* [ISTRUZIONI DI LAVORO]:
a. Stabilisci se ciascuna affermazione concorda con l'articolo sul diritto alla disconnessione, rispondendo sì o no e citando alla lettera le parole dell'articolo che lo decidono: (i) la relazione è stata approvata con 472 voti favorevoli; (ii) Lega e Fratelli d'Italia hanno votato a favore della relazione; (iii) i lavoratori a distanza sono passati dal 5% al 50% del totale.
b. Estendi l'articolo sul diritto alla disconnessione, riprendendo subito dopo l'ultima frase riportata.

* [ESTRATTO DELLA PAGINA]:
/---
Smart worker ma non schiavi. Esplosa la pandemia il lavoro a distanza, che fino a quel momento non era stato oggetto di particolari approfondimenti e manca sostanzialmente di regole chiare, è diventato una necessità. Un sistema definito agile, che sta raccogliendo sempre più consensi, destinato ad essere portato avanti a quanto pare anche al termine dell’emergenza, ma che ha fatto emergere anche, in un vuoto normativo, il problema di chi si è trovato praticamente prigioniero davanti a uno schermo, seppure tra le mura domestiche.
Il Parlamento europeo si sta facendo carico del problema, la relazione sul diritto alla disconnessione è passata con un’ampia maggioranza, fatta di 472 voti favorevoli, 126 contrari e 83 astenuti. E anche su un diritto fondamentale per gli stessi lavoratori italiani cosiddetti “in smart” i sovranisti hanno fatto spallucce. Tra quanti hanno votato contro ci sono infatti stati Lega e Fratelli d’Italia.
IL PUNTO. “Il Parlamento europeo riconosce il diritto alla disconnessione a tutti i lavoratori europei. Questo voto rappresenta un primo, fondamentale, passo in avanti verso una tutela reale del lavoro da remoto che, dall’inizio della pandemia, si è trasformato dall’essere una possibilità per pochi a una necessità per molti”, ha evidenziato l’europarlamentare Daniela Rondinelli (nella foto), del Movimento 5 Stelle. I lavoratori a distanza sono passati dal 5% al 30% del totale in una condizione, come evidenzia la stessa esponente pentastellata, “di completo vuoto legislativo a livello europeo e nazionale”.
Il Movimento 5 Stelle auspica ora che il diritto alla disconnessione venga previsto e inserito nel Piano di azione sul pilastro europeo dei diritti sociali che verrà presentato nel mese di marzo dalla presidente della Commissione europea, Ursula von der Leyen. “Solo accelerando su questo provvedimento – evidenzia l’europarlamentare Rondinelli – potremo scongiurare la diffusione di nuove forme di sfruttamento ed evitare che gli Stati membri procedano in modo sparso e parcellizzato nel riconoscimento di questo diritto.
\---
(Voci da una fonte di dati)
/---
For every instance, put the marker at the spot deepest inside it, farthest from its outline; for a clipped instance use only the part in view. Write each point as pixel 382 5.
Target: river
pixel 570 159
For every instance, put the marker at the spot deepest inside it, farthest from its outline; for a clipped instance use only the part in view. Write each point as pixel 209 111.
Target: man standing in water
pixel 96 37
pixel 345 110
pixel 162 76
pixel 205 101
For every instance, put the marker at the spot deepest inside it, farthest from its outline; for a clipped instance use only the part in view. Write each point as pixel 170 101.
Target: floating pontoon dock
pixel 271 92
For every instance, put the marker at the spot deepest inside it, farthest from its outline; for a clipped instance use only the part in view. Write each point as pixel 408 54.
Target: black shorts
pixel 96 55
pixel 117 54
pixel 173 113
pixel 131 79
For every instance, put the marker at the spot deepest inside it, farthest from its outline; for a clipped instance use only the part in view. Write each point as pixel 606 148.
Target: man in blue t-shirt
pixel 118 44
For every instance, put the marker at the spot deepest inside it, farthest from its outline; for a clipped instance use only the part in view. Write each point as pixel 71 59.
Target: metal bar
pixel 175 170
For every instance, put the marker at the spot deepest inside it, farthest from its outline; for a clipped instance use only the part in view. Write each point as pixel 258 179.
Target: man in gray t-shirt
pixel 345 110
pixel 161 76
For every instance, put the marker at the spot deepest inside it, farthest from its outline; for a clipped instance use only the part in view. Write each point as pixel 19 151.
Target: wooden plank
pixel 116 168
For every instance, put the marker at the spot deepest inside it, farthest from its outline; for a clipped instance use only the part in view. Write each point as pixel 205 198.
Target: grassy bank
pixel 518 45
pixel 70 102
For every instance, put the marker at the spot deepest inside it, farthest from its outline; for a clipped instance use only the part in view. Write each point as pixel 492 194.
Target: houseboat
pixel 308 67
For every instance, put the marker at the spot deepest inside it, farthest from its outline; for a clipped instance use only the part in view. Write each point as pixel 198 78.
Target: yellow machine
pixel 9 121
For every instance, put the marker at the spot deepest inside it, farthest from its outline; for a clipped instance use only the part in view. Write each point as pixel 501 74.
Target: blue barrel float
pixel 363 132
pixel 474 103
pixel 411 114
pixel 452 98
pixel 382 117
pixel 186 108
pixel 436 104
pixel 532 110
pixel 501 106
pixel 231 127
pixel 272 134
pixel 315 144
\---
* [RISPOSTE NUMERATE]:
a.
(i) Sì: "472 voti favorevoli".
(ii) No: "Tra quanti hanno votato contro ci sono infatti stati Lega e Fratelli d’Italia."
(iii) No: "I lavoratori a distanza sono passati dal 5% al 30% del totale".

b.
L’ORIZZONTE. Il lavoro è un fattore comune del mercato interno e quindi necessita di regole europee”. I 5S hanno così votato contro l’emendamento che chiedeva di ritardare l’azione legislativa della Commissione di tre anni, ma sostenuto il testo nel voto finale, ritenendo che sia stato rafforzato anche grazie ai loro emendamenti sul diritto dei lavoratori a ricevere informazioni chiare e adeguate sulle loro mansioni. Hanno mosso dei rilievi, discusso e portato a casa il risultato, cercando di arrivare a una relazione migliore di quella da cui si era partiti.
“Grazie al nostro contributo – conclude la Rondinelli – è stata prevista una netta distinzione tra orario di lavoro e tempi di riposo. L’era della digitalizzazione non può affermarsi con la nascita di nuove forme di dumping tra Paesi che violino i nuovi diritti fondamentali dei lavoratori. Siamo orgogliosi di questa Europa che cambia e che si interessa meno di finanza e banche e più di diritti e di lavoro. La Commissione europea adesso faccia presto, sui diritti dei cittadini i ritardi non sono ammessi”. Un passaggio importante per i lavoratori italiani e per tutti gli altri lavoratori europei. Di tali diritti non sembrano invece curarsene i sovranisti, che giurano di avere a cuore più di ogni altra cosa i lavoratori italiani ma che quando si tratta di agire nelle sedi istituzionali per tutelare quei lavoratori votano contro.